### Set exercise
In the text on referees and Manchester United, what was the final score of the FA Cup tie against Fulham?

### Quoted text
-------------------------
Image Credit:David Warboys

For many years referees have followed the script. When Manchester United are losing or in danger of not winning, either they are awarded a penalty or an opposing player is sent off. If both these options are applied at the same time, the partiality will become too obvious. This happened yesterday against Fulham. Otherwise refs can allow a dodgy goal for the Reds, prolong “Fergie time” until they win or disallow a legitimate goal for the opposition. It happens regularly.

These tactics naturally incense the opposing side and tempts them to react when their protests are ignored. But, after decades, the supporters, players and management of other clubs simply wring their hands in frustration in the knowledge that they are powerless. This is all about money – the scourge of the modern game.

And so, nothing changes. It´s a vicious circle as the wealthiest, most high-profile clubs will always be assisted towards victory and titles, thus further increasing their privileged positions.

In the recent FA Cup tie, the players and manager of Fulham, decided enough was enough. They were leading 1-0 and in command of the match. With 15 minutes to go, Man U were in danger of losing. But this time the ref went over the top, by awarding them a penalty and sending off a Fulham player. The Fulham players refused to accept this blatant discrimination and they over-reacted, giving the perfect excuse for two further red cards. Job done! The Reds went on to beat the nine men 3-1.
-------------------------
### Provided material
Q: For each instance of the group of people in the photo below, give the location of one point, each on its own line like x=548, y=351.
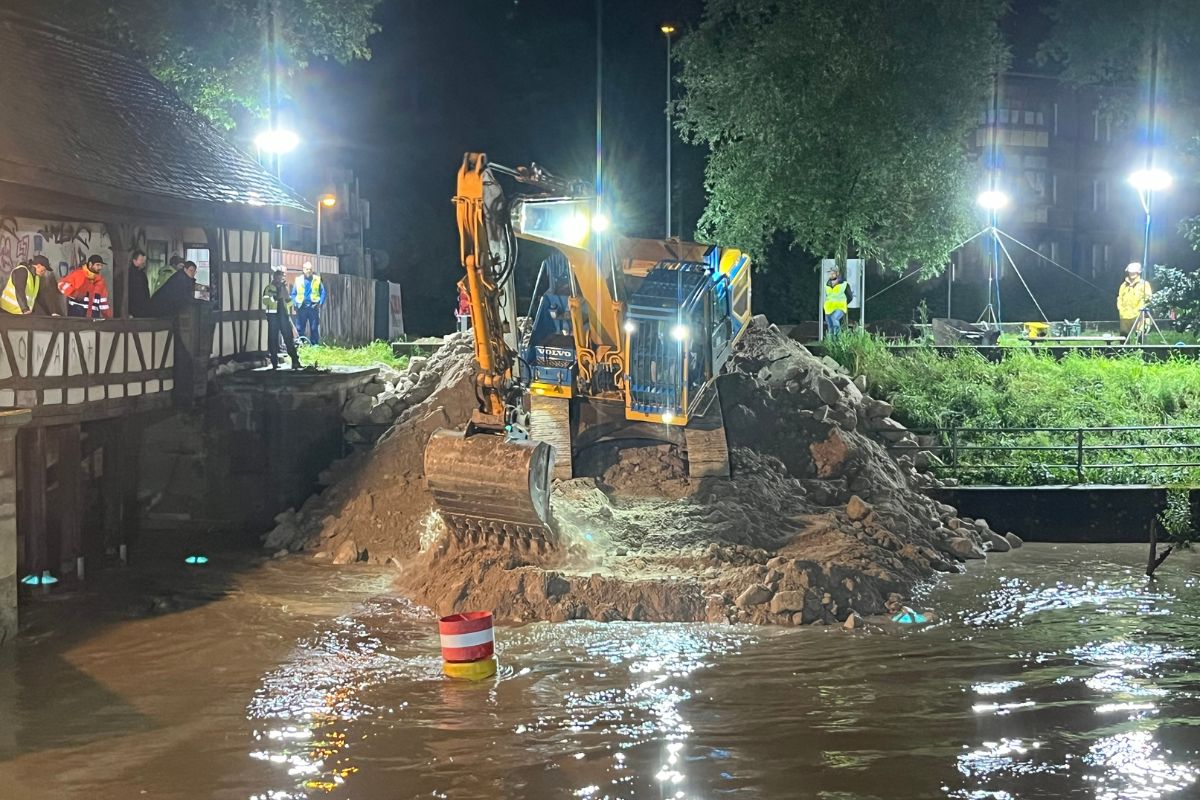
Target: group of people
x=83, y=292
x=303, y=300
-------------------------
### Worked solution
Manchester United beat Fulham's nine men 3-1.